See State v. Xie (1992), 62 Ohio St.3d 521, 527, 584 N.E.2d 715.

{¶ 12} We note at the outset that the entry overruling Thomas's Crim. R. 32.1 motion did not set forth the standard of review that the common pleas court had applied in deciding the motion. In any event, the motion, filed after Thomas had been sentenced, was not reviewable as a presentence motion. And it was subject to dismissal because the common pleas court had no jurisdiction to entertain it.

{¶ 13} In support of his argument that his Crim. R. 32.1 motion was reviewable as a presentence motion, Thomas cites the Ohio Supreme Court's 2009 decision in State v. Boswell. In Boswell, the court held that "[a] motion to withdraw a plea of guilty * * * made by a defendant who has been given a void sentence must be considered as a presentence motion under Crim. R. 32.1." The court based its holding on the principle, derived from its 1967 decision in Romito v. Maxwell and reaffirmed in 2007 in State v. Bezak that the effect of vacating a void sentence is to place the parties in the same position "as if there had been no sentence."

Boswell, 121 Ohio St.3d 575, syllabus.

(1967), 10 Ohio St.2d 266, 227 N.E.2d 223 117 Ohio St.3d 420, 2008-Ohio-1197, 884, N.E.2d 568, ¶ 20.

Id. at ¶ 13, citing Romito, 10 Ohio St.2d at 267 (emphasis in original); see Boswell, 121 Ohio St.3d 575, at ¶ 8.

{¶ 14} The supreme court had applied this principle in Bezak to hold, in its syllabus, that when a sentence is void due to inadequate postrelease-control notification, the defendant is entitled to "a new sentencing hearing." But in 2010, in State v. Fischer, the supreme court, in the course of holding that a direct appeal from a resentencing ordered under Bezak constituted a first appeal of right, revisited the law underlying its decision in Bezak. The court looked to a second principle, overlooked in Bezak, that "only the portion [of a sentence] that is void may be vacated or otherwise amended." Applying this principle, the court modified the Bezak syllabus by adding the "proviso that only the offending portion of the sentence is subject to review and correction" and by holding that "[t]he new sentencing hearing to which an offender is entitled under State v. Bezak is limited to proper imposition of postrelease control." And the court held that "[a]lthough the doctrine of res judicata does not preclude review of a void sentence, res judicata still applies to other aspects of the merits of a conviction, including the determination of guilt and the lawful elements of the ensuing sentence."

Id., syllabus.

.....

Write the next part of the court opinion on the motion to withdraw a guilty plea, picking up after its final sentence.

_Dataset content:_
.....

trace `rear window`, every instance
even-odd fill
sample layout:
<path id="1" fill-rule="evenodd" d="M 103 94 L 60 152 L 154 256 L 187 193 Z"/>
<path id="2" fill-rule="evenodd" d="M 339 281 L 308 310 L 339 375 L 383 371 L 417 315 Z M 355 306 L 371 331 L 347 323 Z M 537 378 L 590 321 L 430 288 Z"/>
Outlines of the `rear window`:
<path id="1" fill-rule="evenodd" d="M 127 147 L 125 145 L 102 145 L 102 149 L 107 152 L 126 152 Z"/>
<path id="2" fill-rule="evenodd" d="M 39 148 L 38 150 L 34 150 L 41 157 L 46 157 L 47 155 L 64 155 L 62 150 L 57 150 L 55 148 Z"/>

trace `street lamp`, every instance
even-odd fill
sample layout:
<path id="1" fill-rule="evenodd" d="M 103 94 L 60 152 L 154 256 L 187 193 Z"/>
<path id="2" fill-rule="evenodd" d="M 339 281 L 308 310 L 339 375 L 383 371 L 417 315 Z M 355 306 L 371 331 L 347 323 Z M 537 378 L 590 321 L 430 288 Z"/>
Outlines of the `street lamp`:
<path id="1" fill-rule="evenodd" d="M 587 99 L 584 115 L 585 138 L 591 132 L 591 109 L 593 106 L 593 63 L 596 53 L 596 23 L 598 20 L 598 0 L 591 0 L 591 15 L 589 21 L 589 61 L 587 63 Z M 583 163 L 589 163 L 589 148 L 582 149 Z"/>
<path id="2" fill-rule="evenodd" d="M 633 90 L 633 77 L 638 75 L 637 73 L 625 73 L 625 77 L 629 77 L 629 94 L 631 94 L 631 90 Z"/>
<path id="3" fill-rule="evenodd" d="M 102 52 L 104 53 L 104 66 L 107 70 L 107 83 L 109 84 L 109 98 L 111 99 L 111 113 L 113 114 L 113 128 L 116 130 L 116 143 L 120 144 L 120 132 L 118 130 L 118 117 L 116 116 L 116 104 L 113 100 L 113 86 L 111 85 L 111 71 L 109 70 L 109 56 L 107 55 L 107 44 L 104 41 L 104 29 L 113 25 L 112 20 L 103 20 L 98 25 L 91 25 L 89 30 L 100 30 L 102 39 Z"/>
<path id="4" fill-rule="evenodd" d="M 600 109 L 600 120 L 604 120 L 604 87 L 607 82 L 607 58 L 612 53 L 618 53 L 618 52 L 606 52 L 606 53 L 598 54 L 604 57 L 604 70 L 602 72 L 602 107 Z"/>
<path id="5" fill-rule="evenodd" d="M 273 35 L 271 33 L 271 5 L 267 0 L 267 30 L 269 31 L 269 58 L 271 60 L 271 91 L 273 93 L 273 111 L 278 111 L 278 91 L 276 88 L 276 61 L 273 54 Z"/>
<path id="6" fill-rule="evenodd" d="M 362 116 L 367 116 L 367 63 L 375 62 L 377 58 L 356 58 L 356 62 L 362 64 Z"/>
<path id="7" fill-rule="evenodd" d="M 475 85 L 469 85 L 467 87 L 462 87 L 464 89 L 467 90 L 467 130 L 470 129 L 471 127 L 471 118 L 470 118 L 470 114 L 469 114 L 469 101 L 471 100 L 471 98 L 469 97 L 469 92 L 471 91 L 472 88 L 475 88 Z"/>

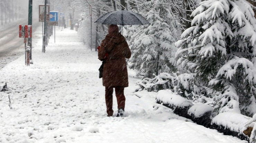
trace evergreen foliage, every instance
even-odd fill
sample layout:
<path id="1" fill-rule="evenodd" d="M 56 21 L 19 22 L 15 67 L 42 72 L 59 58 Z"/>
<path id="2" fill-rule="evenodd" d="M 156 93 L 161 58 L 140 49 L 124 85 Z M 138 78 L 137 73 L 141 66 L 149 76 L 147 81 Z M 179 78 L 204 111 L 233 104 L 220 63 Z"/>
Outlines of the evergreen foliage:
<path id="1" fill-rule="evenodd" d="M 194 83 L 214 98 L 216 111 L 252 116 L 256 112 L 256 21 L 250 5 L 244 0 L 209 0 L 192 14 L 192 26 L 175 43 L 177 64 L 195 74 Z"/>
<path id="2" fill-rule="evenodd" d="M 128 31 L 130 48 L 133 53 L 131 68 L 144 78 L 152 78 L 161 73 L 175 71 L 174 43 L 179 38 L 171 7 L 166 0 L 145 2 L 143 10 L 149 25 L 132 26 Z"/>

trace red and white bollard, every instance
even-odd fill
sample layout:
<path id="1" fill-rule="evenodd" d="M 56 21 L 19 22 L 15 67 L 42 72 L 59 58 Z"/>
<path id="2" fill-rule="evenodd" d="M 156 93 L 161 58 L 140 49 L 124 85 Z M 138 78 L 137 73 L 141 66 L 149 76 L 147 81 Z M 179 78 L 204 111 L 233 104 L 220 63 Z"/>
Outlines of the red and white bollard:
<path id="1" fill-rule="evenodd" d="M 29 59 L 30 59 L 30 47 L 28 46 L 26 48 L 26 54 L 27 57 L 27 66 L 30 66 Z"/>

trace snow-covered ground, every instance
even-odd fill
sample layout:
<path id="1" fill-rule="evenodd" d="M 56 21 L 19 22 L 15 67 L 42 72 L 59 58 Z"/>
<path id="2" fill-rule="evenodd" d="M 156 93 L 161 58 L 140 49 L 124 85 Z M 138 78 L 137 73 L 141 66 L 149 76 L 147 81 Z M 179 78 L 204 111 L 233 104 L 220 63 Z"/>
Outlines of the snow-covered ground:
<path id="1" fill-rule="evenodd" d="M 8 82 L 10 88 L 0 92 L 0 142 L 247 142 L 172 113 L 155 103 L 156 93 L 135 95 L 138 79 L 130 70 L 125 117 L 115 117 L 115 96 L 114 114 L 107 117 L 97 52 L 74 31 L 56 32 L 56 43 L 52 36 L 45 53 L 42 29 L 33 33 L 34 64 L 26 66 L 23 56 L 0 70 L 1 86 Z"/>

.....

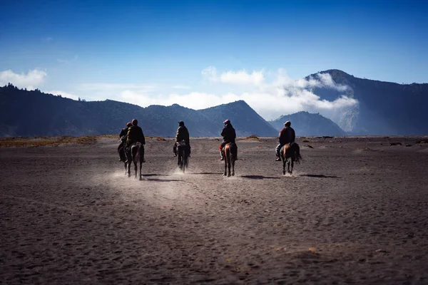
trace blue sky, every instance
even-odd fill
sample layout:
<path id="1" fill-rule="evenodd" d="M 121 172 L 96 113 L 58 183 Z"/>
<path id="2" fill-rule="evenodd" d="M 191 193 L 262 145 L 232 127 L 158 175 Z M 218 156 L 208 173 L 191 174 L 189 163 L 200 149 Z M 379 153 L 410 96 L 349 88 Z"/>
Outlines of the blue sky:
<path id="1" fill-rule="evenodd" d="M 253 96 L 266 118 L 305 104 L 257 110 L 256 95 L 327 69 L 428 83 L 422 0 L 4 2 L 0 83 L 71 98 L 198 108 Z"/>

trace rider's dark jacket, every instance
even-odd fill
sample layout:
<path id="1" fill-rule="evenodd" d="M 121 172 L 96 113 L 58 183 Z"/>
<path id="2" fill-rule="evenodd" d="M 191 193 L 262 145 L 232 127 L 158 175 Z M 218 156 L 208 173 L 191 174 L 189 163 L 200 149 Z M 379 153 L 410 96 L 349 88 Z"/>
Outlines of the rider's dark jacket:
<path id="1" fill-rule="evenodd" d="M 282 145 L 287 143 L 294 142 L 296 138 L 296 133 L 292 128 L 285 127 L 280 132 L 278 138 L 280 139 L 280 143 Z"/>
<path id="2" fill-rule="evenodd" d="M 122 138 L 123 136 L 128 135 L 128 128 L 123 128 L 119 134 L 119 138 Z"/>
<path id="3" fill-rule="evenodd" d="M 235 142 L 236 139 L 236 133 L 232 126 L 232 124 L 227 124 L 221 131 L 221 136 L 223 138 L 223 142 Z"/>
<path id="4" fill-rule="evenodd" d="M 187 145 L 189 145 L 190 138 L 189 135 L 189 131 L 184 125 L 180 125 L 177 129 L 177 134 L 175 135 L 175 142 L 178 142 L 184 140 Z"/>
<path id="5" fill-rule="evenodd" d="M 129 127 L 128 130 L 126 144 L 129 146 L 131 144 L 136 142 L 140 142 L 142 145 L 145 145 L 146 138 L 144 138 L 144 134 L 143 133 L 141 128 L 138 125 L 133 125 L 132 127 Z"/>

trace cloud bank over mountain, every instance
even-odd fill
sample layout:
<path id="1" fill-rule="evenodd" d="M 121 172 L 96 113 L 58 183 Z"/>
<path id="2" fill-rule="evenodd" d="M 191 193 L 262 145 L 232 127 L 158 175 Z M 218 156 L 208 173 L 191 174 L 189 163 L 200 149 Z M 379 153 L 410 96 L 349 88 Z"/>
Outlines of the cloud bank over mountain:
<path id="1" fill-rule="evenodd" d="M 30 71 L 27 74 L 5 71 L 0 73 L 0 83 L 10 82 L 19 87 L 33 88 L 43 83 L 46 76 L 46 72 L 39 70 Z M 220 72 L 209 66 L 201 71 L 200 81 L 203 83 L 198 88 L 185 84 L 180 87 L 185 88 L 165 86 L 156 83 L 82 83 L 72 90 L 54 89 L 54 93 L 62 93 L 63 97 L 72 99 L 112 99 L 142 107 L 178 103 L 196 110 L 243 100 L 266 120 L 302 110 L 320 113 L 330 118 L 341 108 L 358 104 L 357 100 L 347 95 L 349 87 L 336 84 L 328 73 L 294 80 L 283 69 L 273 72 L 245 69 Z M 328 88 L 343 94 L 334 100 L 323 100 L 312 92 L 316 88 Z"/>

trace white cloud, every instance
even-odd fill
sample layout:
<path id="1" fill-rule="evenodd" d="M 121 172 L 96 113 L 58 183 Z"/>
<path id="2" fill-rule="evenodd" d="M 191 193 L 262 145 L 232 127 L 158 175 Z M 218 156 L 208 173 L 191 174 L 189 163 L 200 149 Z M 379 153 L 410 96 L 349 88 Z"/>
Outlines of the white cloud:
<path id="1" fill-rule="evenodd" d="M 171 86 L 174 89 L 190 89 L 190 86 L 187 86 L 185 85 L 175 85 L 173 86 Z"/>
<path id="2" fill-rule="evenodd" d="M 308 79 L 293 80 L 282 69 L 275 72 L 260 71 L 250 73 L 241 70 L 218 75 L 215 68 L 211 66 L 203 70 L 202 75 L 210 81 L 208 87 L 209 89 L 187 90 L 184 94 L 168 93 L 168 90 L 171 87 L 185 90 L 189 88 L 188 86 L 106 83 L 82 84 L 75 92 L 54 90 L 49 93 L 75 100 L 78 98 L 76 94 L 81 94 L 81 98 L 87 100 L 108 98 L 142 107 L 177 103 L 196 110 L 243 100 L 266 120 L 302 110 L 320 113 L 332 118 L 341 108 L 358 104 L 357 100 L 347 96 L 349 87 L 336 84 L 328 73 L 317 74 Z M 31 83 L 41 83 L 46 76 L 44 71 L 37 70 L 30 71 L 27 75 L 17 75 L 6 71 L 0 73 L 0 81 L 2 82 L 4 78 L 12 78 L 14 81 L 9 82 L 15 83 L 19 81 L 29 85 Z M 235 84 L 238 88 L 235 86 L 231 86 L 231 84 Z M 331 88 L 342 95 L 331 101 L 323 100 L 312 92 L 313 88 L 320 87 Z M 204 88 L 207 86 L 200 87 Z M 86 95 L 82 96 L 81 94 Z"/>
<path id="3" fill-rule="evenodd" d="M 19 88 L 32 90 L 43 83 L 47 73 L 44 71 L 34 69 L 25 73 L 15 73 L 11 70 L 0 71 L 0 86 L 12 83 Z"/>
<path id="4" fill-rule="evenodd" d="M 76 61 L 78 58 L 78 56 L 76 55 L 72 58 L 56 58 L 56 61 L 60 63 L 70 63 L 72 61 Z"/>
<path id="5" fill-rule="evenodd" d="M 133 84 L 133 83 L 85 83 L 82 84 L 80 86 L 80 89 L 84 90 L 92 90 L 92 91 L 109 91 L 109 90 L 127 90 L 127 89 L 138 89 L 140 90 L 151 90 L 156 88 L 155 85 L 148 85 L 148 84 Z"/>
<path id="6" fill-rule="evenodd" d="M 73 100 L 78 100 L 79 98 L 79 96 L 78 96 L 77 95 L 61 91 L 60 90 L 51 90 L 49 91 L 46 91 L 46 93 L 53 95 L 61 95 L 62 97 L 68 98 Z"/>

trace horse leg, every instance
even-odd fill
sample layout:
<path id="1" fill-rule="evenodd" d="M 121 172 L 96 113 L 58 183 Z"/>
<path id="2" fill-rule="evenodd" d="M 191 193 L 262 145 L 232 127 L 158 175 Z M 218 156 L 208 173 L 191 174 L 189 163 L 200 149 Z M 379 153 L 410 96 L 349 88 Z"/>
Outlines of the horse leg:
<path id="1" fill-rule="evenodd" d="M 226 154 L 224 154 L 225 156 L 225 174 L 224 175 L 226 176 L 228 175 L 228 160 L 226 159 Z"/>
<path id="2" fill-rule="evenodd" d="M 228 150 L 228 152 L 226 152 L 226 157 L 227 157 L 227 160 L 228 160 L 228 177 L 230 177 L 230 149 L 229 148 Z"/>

.....

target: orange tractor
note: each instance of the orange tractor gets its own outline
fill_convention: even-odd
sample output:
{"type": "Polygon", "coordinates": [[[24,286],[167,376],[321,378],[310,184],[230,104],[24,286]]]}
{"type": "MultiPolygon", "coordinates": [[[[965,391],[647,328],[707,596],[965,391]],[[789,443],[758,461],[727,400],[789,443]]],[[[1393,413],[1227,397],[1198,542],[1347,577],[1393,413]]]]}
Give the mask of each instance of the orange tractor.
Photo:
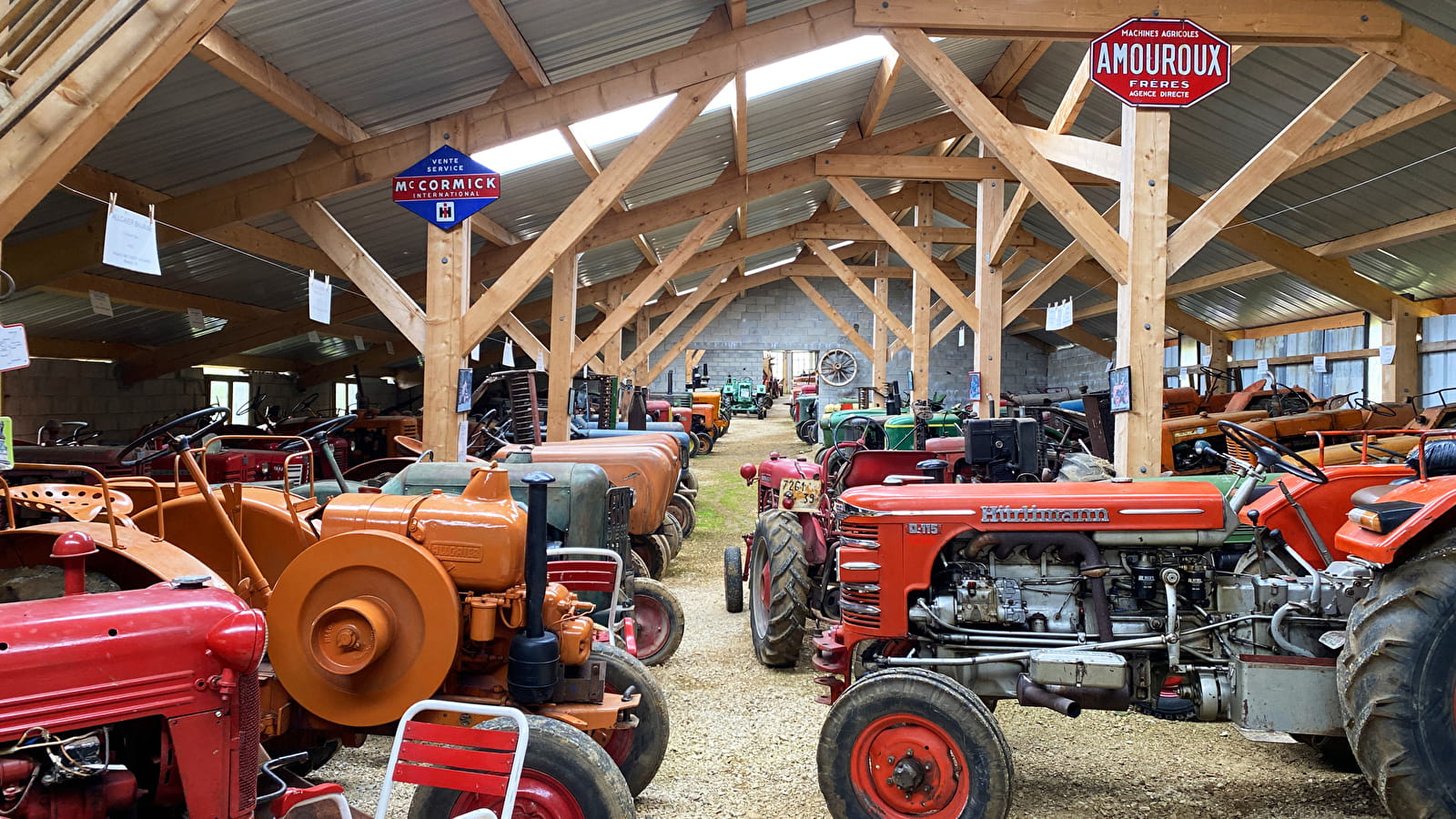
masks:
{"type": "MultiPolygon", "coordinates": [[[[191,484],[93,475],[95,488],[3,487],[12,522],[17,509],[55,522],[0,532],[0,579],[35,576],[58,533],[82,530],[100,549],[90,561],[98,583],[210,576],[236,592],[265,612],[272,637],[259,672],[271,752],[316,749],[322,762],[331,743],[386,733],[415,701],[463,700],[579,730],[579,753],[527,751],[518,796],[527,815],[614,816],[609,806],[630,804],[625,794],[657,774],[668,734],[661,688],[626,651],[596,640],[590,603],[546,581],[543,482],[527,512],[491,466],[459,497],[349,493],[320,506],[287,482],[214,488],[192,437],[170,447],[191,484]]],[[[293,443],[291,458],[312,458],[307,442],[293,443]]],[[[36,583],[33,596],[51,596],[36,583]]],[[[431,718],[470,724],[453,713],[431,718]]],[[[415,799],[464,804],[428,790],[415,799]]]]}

.....

_Exercise answer:_
See Fischer, 2010-Ohio-6238, at ¶ 5 and 18.

Id. at ¶ 28.

Id. at ¶ 27.

Id., paragraph two of the syllabus.

Id., paragraph three of the syllabus.

{¶ 15} Thus, the supreme court in Fischer qualified the principle, underlying Bezak and Boswell, that the effect of vacating a void sentence is to place the parties in the same position as if there had been no sentence. The court instead declared that improper postrelease-control notification renders void, and subject to "review and correction," only the "offending" portion of the sentence. The "lawful" aspects of the sentence that are unrelated to the imposition of postrelease control remain unaffected by the offending portion of the sentence; they are final and appealable when imposed, and the doctrine of res judicata operates to preclude their review in other than a direct appeal.

{¶ 16} The Fischer court's qualification of the operative principle in Bezak and Boswell, that a void sentence leaves "no sentence," led it to limit resentencing under Bezak to the proper imposition of postrelease control. We believe that, had the issue been before it, the Fischer court's qualification of that principle would also have led it to overrule its holding in Boswell that a Crim. R. 32.1 motion is reviewable as a presentence motion when it has been submitted after the imposition of a sentence that is void only for improper postrelease-control notification. We, therefore, hold that, because Thomas's sentence was void only to the extent that postrelease control was not properly imposed, his Crim. R. 32.1 motion, filed after he was sentenced, was reviewable not as a presentence motion, but as a postsentence motion to withdraw his guilty plea.

Accord State v. Christie, 3rd Dist. No. 4-10-04, 2011-Ohio-520, ¶ 20-25.

{¶ 17} And we hold that the common pleas court had no jurisdiction to entertain the motion. Thomas's direct appeal of his conviction to this court had divested the common pleas court of jurisdiction in his case. Because our disposition of his direct appeal did not require us to remand the case, the common pleas court did not regain jurisdiction after we had decided the appeal. And although a trial court retains jurisdiction to correct a void judgment, Thomas's judgment of conviction is void only to the extent that he was not adequately notified concerning postrelease control. Thus, Thomas's Crim. R. 32.1 motion was subject to dismissal by the common pleas court for lack of jurisdiction.

See In re Kurtzhalz (1943), 141 Ohio St. 432, 48 N.E.2d 657, paragraph two of the syllabus; accord In re S.J., 106 Ohio St.3d 11, 2005-Ohio-3215, 829 N.E.2d 1207; State ex rel. Special Prosecutors v. Judges (1978), 55 Ohio St.2d 94, 97, 378 N.E.2d 162.

See State ex rel. Special Prosecutors, 55 Ohio St.2d at 97.

See State ex rel. Cruzado v. Zaleski, 111 Ohio St.3d 353, 2006-Ohio-5795, 856 N.E.2d 263, ¶ 18-19.

See Thomas, 2010-Ohio-4856, at ¶ 11 (holding that the trial court's omission of a statutorily mandated driver's license suspension did not render Thomas's sentence void).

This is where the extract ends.